Museen, Baukunst, Theater, Neue Musik, internationale Stars, junge Avantgarde: Kultur gibt es in Basel im Überfluss. Woher kommt dieser Reichtum der Rheinstadt? Eine Spurensuche.

Kultur: Ulla Hanselmann (uh)

Basel - Tram 6, Haltestelle Fondation Beyeler. Zwanzig Fahrminuten von der Schifflände im Zentrum, und das meistbesuchte Kunstmuseum der Schweiz ist erreicht. Bis vor kurzem war Paul Klee der Magnet, nun ist es Georg Baselitz, dem zum achtzigsten Geburtstag eine große Retrospektive gewidmet ist. Die Fondation Beyeler, 1997 vom Sammler- und Stifterpaar Beyeler im Dorf Riehen ins Leben gerufen, ist ein Muss für jeden Basel-Besucher. Englischer Park, sanfte Weinhügel, Zwiesprache mit der Landschaft haltende Architektur und Kunst von Weltrang: eine ungeheuer reizvolle Kombi.

 

Im Dorf Riehen gelegen und damit Teil des Kantons Basel-Stadt, ist das Museum das wohl schönste Symbol für Basels Selbstverständnis. Die drittgrößte Schweizer Stadt ist so einiges: Rheinstadt, Chemiestadt, Forschungsstadt, Messestadt, Tramstadt. Als allererstes aber ist sie: Kulturstadt. Nirgendwo sonst in dem Alpenstaat dürfte es so viele Museen, Galerien, Projekträume, Theater, soviel herausragende zeitgenössische Baukunst, so viele Konzerthallen und Off-Spaces auf so engem Raum geben wie in Basel. Die Wunschvorstellung, in wenigen Tagen alles sehen, erleben zu können, entlarvt das Tourismusbüro mit dem Slogan „Basel – Culture unlimited“ als naiv.

### Datensätze
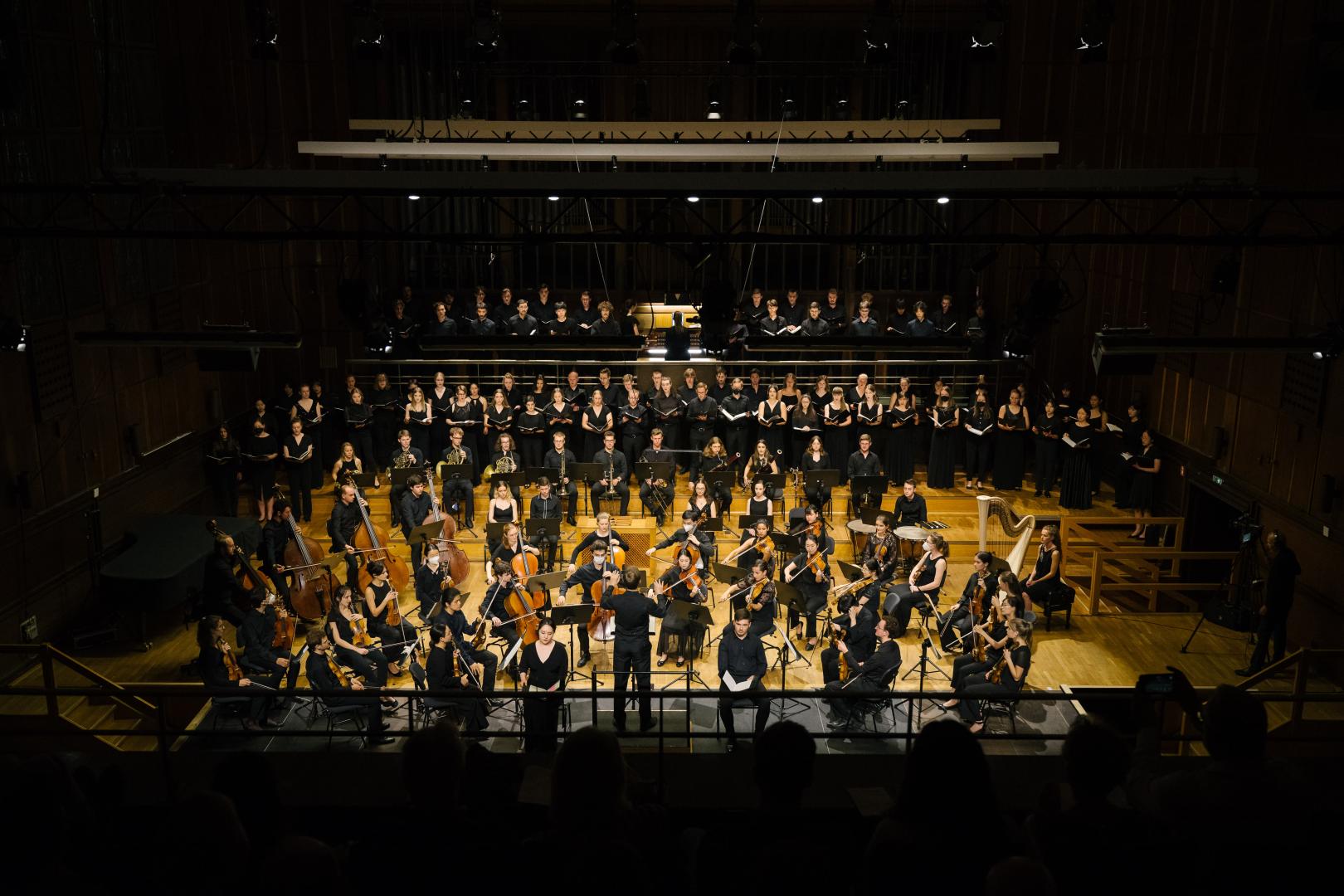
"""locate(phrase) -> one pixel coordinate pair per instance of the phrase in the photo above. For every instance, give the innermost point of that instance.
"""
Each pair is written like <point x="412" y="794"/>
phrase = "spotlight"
<point x="990" y="30"/>
<point x="743" y="49"/>
<point x="714" y="108"/>
<point x="624" y="47"/>
<point x="879" y="34"/>
<point x="643" y="108"/>
<point x="14" y="336"/>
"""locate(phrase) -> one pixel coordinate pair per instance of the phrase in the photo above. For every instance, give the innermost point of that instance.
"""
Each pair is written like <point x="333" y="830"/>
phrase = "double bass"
<point x="370" y="540"/>
<point x="312" y="582"/>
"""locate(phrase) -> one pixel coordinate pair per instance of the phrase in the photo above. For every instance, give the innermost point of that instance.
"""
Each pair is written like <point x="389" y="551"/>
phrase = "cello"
<point x="370" y="540"/>
<point x="312" y="582"/>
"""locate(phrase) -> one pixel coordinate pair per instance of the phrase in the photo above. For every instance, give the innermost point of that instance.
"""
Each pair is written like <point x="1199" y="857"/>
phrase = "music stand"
<point x="589" y="473"/>
<point x="572" y="614"/>
<point x="825" y="480"/>
<point x="689" y="617"/>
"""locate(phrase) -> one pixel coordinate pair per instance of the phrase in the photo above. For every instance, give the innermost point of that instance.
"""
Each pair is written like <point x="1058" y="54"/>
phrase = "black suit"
<point x="632" y="650"/>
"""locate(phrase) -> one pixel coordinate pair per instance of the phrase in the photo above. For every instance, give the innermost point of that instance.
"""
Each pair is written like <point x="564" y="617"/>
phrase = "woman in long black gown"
<point x="1011" y="445"/>
<point x="902" y="421"/>
<point x="1075" y="480"/>
<point x="1047" y="427"/>
<point x="543" y="670"/>
<point x="942" y="448"/>
<point x="1146" y="464"/>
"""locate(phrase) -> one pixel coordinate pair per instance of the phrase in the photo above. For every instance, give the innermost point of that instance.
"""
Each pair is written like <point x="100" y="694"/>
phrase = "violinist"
<point x="218" y="670"/>
<point x="923" y="585"/>
<point x="993" y="635"/>
<point x="867" y="677"/>
<point x="221" y="590"/>
<point x="342" y="525"/>
<point x="257" y="635"/>
<point x="444" y="672"/>
<point x="494" y="610"/>
<point x="561" y="460"/>
<point x="457" y="489"/>
<point x="955" y="627"/>
<point x="433" y="583"/>
<point x="613" y="481"/>
<point x="631" y="650"/>
<point x="689" y="536"/>
<point x="605" y="533"/>
<point x="756" y="546"/>
<point x="544" y="505"/>
<point x="679" y="583"/>
<point x="325" y="674"/>
<point x="858" y="629"/>
<point x="381" y="605"/>
<point x="463" y="631"/>
<point x="656" y="494"/>
<point x="544" y="668"/>
<point x="743" y="660"/>
<point x="585" y="577"/>
<point x="416" y="509"/>
<point x="368" y="663"/>
<point x="810" y="572"/>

### Zu erledigende Aufgaben
1/ Gib den Abschnitt des Basel-Texts, der mit "Museen, Baukunst, Theater, Neue" beginnt und mit "Rheinstadt? Eine Spurensuche." endet, erneut wieder und tausche darin "Rheinstadt" gegen "Stadt am Rhein" aus.
2/ In welchem Jahr wurde die Fondation Beyeler laut dem Basel-Text ins Leben gerufen?
Die Zeilen haben keinen Bezug zum Basel-Text.

### Antworten je Aufgabe
1/
Museen, Baukunst, Theater, Neue Musik, internationale Stars, junge Avantgarde: Kultur gibt es in Basel im Überfluss. Woher kommt dieser Reichtum der Stadt am Rhein? Eine Spurensuche.

2/ 1997